## [The problem]
Every record below, from first to last, should be copied exactly; leave the pictures out.

Photo-based referring expression data
+++++
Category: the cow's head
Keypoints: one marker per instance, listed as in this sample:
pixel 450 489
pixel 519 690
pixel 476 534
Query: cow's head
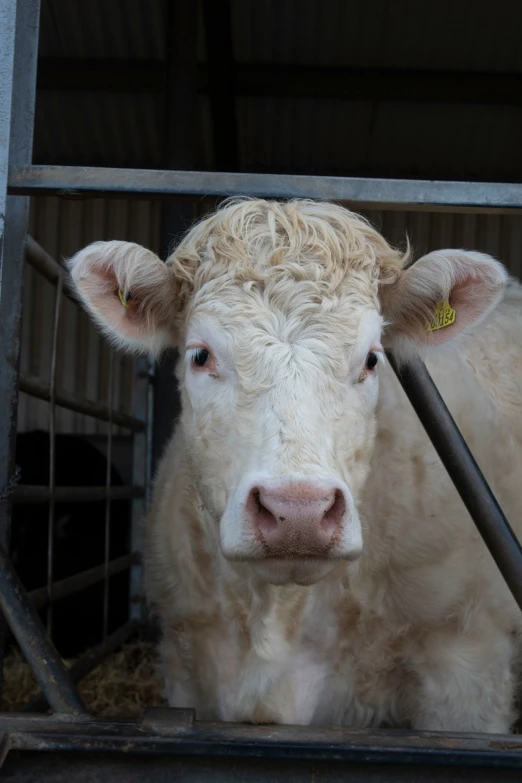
pixel 279 311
+++++
## [Reply to the task]
Category: the cow's head
Keypoints: one marker per instance, listed as in this sample:
pixel 450 489
pixel 519 690
pixel 476 534
Query: cow's head
pixel 279 311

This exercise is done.